## Passage to read
┌──

Urinary tract infection (UTI) treatment improves with DNA sequence device called MinION. The research comes from the University of East Anglia. The MinION device performs nanopore sequences to characterize bacteria from urine samples four times quicker than traditional methods. Furthermore, the new device can detect antibiotic resistance so that treatment can be improved within patients.
Professor David Livermore from the university said, “Urinary tract infections are among the most common reasons for prescribing antibiotics. Most are mild and only affect the lower urinary tract, but a few are more troublesome. These ‘ascending’ UTIs cause a growing burden of hospitalizations, mostly of elderly patients. At worst, infection spills into the bloodstream, leading to a condition called urosepsis, which can be fatal.”
Antibiotics are the best form of treatment for UTIs, and there is such a large variety, so being able to pinpoint the best antibiotic can better improve treatment and reduce the amount of over-prescribing of antibiotics.

└──

## Exercise set
1. Please rewrite the part of the passage about UTI treatment that opens with the words containing "Antibiotics are the" and closes with "over-prescribing of antibiotics.", replacing "pinpoint" with "identify".
2. According to the passage about UTI treatment, how much quicker than traditional methods does the MinION device characterize bacteria from urine samples?
3. List every kind of infection or medical condition named in the passage about UTI treatment.
The rows come from a different source than the passage about UTI treatment.

## Excerpted records
┌──

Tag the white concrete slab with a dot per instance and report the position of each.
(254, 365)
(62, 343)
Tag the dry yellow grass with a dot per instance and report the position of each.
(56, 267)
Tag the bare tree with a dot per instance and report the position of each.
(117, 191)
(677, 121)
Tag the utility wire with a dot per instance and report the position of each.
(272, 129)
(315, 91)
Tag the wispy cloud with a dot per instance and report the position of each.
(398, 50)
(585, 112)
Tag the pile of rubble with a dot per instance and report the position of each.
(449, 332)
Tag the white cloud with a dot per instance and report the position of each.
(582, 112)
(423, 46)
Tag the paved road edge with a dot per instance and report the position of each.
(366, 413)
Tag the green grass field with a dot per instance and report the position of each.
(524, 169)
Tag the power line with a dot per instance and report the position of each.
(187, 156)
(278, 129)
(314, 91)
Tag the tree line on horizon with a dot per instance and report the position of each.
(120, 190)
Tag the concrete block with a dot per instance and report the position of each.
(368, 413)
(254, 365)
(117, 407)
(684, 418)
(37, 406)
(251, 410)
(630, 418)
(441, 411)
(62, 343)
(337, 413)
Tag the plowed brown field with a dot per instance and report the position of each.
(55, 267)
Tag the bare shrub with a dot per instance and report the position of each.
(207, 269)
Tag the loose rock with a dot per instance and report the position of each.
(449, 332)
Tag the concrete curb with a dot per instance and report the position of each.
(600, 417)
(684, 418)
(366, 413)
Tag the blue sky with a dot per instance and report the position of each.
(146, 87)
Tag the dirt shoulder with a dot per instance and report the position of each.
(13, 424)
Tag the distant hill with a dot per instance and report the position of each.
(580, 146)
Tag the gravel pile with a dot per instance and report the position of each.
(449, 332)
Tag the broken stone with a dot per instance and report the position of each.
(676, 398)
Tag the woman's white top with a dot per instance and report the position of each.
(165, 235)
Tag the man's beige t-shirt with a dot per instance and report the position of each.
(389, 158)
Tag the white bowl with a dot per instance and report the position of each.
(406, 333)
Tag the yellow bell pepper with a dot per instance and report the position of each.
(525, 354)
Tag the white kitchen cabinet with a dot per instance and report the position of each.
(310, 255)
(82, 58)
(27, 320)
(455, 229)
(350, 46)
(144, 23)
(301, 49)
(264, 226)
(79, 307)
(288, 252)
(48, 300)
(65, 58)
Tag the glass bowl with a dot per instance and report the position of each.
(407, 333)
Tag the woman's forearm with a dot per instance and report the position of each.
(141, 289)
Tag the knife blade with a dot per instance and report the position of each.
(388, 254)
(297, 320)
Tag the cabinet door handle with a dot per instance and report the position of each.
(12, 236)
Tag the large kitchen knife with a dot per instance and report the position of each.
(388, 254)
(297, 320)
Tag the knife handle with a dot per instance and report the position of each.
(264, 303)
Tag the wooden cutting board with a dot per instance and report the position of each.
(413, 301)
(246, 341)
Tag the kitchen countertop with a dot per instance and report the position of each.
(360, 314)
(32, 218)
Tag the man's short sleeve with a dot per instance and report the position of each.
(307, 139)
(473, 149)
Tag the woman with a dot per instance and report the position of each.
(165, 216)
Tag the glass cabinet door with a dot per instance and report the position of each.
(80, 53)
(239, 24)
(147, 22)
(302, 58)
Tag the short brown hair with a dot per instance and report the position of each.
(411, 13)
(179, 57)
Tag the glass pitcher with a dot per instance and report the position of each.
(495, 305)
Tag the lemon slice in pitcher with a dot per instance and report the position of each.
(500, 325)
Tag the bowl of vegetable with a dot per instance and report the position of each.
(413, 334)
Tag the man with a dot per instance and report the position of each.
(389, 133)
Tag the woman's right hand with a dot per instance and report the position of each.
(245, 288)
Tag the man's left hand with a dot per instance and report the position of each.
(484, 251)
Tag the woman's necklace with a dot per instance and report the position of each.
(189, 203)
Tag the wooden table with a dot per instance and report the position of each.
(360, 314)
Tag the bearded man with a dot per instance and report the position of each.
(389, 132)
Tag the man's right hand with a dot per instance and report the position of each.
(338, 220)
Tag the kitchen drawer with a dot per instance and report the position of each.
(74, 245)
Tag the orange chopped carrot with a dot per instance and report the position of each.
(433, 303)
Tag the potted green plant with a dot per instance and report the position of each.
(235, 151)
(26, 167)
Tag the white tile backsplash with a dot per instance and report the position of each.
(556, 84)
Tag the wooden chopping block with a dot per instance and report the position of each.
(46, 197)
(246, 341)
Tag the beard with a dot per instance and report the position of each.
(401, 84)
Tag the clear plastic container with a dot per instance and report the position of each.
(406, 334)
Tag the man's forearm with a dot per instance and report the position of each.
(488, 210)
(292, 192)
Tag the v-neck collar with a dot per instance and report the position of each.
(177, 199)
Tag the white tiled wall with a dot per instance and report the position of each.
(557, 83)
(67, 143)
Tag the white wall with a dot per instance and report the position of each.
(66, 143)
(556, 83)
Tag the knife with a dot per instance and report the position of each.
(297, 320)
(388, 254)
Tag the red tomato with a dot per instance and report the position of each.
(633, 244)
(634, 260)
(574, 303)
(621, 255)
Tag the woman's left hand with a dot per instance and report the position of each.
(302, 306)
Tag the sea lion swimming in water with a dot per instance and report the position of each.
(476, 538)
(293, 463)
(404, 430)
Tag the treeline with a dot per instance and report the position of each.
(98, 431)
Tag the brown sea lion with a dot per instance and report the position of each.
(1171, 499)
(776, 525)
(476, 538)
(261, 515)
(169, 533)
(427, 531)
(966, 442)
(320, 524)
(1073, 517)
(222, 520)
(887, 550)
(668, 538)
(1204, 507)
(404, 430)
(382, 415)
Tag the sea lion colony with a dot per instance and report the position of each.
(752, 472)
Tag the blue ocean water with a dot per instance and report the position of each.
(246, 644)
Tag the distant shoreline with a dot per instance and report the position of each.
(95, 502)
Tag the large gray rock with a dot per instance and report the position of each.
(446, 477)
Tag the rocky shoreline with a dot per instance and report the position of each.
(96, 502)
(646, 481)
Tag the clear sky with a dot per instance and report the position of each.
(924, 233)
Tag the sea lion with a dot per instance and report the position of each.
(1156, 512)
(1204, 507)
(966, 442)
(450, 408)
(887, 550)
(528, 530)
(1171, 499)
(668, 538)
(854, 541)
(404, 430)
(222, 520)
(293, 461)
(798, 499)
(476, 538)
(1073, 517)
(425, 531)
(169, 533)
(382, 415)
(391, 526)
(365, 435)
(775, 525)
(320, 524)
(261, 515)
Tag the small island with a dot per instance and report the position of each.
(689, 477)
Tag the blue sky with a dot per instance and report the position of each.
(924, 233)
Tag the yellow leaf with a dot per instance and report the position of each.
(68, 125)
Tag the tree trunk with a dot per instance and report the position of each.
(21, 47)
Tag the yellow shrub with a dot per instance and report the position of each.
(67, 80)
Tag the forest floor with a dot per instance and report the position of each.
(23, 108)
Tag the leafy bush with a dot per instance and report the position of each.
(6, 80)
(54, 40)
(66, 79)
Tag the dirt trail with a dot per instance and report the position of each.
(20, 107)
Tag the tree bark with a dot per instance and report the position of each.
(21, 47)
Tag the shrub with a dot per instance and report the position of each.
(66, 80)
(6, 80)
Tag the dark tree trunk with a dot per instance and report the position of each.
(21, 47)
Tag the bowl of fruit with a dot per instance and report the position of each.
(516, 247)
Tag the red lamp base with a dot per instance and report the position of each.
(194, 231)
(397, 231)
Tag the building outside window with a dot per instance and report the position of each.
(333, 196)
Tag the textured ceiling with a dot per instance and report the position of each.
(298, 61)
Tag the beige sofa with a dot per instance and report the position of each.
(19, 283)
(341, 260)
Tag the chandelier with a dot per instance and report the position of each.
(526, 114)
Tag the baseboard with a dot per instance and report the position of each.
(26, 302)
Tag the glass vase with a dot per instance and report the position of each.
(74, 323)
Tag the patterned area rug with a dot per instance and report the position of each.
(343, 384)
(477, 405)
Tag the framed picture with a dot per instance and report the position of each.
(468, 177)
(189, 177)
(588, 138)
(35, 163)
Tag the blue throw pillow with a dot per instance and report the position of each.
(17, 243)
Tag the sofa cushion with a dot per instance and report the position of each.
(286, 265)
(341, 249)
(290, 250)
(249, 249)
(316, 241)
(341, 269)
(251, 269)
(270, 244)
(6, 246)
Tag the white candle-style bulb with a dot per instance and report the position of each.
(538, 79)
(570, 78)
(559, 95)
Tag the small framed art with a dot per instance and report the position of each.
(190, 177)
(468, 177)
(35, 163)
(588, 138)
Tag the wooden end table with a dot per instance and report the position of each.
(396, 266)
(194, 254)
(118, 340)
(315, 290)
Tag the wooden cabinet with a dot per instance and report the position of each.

└──

## Answers to this exercise
1.
Antibiotics are the best form of treatment for UTIs, and there is such a large variety, so being able to identify the best antibiotic can better improve treatment and reduce the amount of over-prescribing of antibiotics.

2. Four times quicker.

3.
- Urinary tract infection (UTI)
- "Ascending" UTIs
- Urosepsis